### TO BE DONE
Rewrite the material below, swapping every "Put a dot on" for "Place a point on" and keeping everything else the same. Please leave the pictures out of your answer.

### EXTRACTED ENTRIES
┄┄┄┄┄┄
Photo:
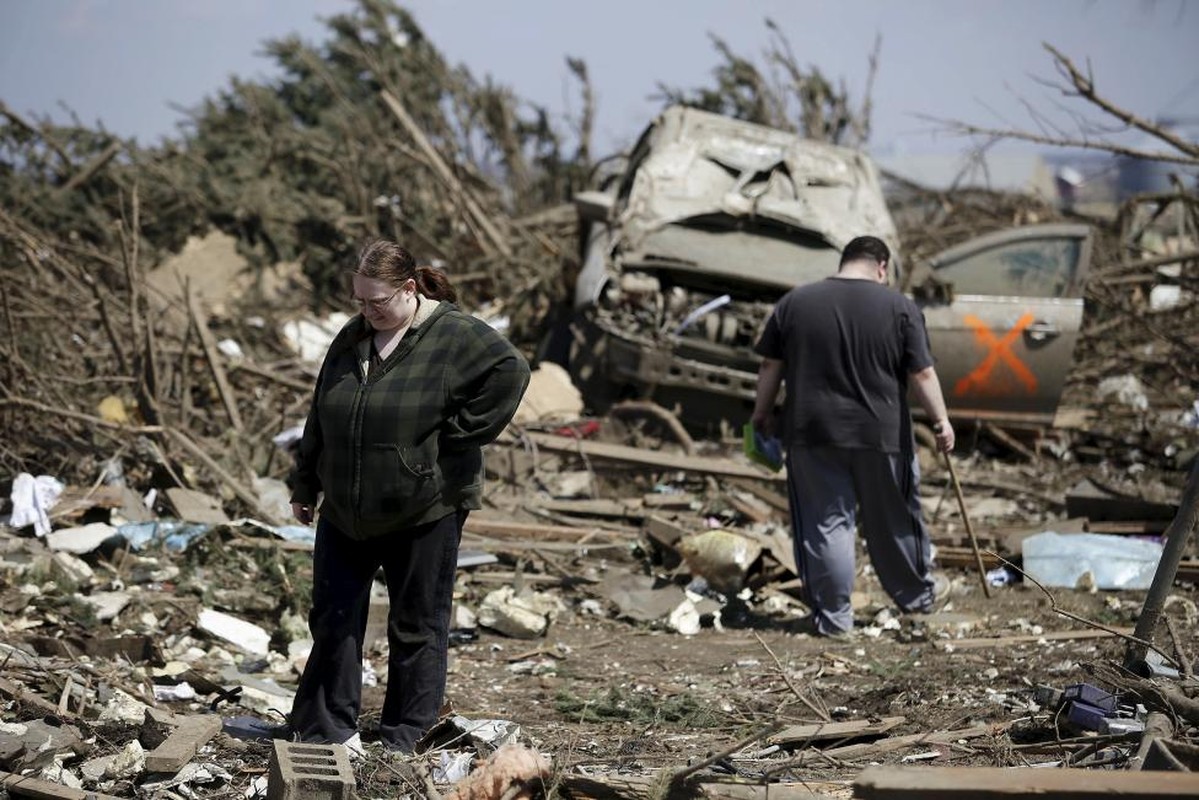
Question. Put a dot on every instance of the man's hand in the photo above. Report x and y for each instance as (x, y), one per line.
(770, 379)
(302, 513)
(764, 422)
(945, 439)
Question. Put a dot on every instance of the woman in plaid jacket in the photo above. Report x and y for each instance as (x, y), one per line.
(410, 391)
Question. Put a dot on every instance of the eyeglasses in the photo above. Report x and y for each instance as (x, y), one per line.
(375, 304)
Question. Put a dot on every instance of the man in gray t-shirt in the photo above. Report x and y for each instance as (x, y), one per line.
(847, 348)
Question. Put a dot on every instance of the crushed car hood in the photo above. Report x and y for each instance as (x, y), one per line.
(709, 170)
┄┄┄┄┄┄
### RESULT
Photo:
Question. Place a point on every instance of the man's hand in the photo above. Report x and y for each instance as (x, y), one per line.
(770, 379)
(302, 513)
(764, 422)
(945, 439)
Question. Place a point on every instance of the woman in plaid jacket in the photo above. Report x and y for each instance as (x, y), one per line.
(410, 391)
Question. Place a point on every instance of the eyeglasses in the photo above. Report x and y for each instance as (x, y), one per line.
(375, 304)
Question. Place a point on every instance of the man in gray t-shirt in the photo above. Report x and y for each instance as (x, y), one per line.
(847, 348)
Question. Place a point on every instance of the crushed car hood in the photo above. Report x and y for each instance as (x, y), one per line.
(709, 170)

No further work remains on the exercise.